* **WHAT NEEDS TO BE DONE**
Render everything from the start of the records down to and including the line that contains "42L45 39L40 39L42" as a Markdown table with the columns Row and Line, numbering each line and omitting blank lines and pictures.

* **ITEMS**
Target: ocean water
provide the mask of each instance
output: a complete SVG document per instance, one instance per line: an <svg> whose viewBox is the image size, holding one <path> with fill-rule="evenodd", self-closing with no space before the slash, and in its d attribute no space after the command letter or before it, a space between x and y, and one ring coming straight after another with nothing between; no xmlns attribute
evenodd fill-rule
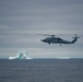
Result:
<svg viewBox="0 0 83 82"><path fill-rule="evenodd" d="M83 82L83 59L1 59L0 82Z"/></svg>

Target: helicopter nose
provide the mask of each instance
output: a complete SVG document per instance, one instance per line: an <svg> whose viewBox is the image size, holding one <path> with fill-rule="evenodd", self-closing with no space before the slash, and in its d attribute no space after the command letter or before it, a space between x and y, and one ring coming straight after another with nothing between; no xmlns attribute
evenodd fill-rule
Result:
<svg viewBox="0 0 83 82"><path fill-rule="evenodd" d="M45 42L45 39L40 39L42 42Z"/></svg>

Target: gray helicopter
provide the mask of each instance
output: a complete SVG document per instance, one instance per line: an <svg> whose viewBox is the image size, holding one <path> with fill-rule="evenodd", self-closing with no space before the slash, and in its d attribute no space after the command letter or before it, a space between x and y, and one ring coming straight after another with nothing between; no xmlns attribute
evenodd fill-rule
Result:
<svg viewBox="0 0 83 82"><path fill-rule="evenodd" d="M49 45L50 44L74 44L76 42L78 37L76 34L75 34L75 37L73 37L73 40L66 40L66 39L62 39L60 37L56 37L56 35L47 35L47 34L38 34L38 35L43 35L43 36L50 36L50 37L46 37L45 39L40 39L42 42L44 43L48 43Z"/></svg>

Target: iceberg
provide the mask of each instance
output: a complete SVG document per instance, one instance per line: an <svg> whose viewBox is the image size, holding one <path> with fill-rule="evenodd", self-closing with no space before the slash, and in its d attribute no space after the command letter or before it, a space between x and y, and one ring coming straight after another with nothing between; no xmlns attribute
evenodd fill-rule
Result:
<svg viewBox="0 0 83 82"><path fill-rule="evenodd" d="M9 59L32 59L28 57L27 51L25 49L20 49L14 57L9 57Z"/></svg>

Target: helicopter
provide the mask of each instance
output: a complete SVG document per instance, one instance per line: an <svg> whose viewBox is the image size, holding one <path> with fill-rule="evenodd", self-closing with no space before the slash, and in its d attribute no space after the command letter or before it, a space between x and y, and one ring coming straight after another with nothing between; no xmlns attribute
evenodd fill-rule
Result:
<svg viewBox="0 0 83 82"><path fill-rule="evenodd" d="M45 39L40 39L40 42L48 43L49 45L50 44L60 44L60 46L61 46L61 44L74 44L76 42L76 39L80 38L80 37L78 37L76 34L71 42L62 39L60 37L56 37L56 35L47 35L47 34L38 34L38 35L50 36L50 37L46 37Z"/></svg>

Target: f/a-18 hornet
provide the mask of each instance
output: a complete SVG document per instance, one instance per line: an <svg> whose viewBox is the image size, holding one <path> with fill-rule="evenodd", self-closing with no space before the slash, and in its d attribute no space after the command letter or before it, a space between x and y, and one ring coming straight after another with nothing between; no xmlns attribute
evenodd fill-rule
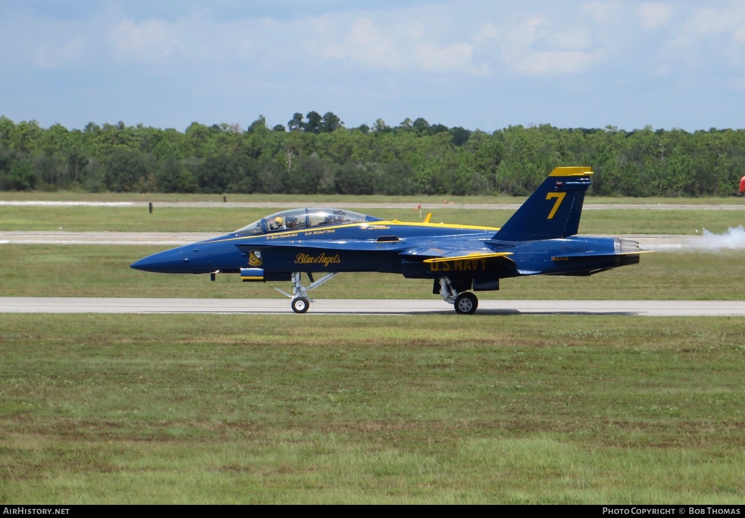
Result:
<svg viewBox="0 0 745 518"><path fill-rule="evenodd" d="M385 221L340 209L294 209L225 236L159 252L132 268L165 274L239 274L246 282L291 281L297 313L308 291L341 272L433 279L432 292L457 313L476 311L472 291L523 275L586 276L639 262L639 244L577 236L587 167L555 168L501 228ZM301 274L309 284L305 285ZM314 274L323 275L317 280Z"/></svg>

* **WRITTEN REPLY**
| Row | Line |
|---|---|
| 1 | Target: ocean water |
| 2 | provide the mask of each instance |
| 3 | output: a complete SVG document per instance, one instance per line: an <svg> whose viewBox is the image size, holding one <path> with fill-rule="evenodd", self-closing with no space before the slash, and in its d attribute no space after the command letter or before it, a space between x and y, and one ring coming straight after another with nothing between; no xmlns attribute |
| 4 | evenodd fill-rule |
| 5 | Result: |
| 6 | <svg viewBox="0 0 83 82"><path fill-rule="evenodd" d="M83 82L83 59L1 59L0 82Z"/></svg> |
| 7 | Target: helicopter nose |
| 8 | provide the mask of each instance |
| 9 | output: a complete SVG document per instance, one instance per line: an <svg> whose viewBox is the image size, holding one <path> with fill-rule="evenodd", self-closing with no space before the slash, and in its d attribute no space after the command letter or before it, a space between x and y, and one ring coming straight after another with nothing between; no xmlns attribute |
| 10 | evenodd fill-rule |
| 11 | Result: |
| 12 | <svg viewBox="0 0 83 82"><path fill-rule="evenodd" d="M45 42L45 39L40 39L42 42Z"/></svg> |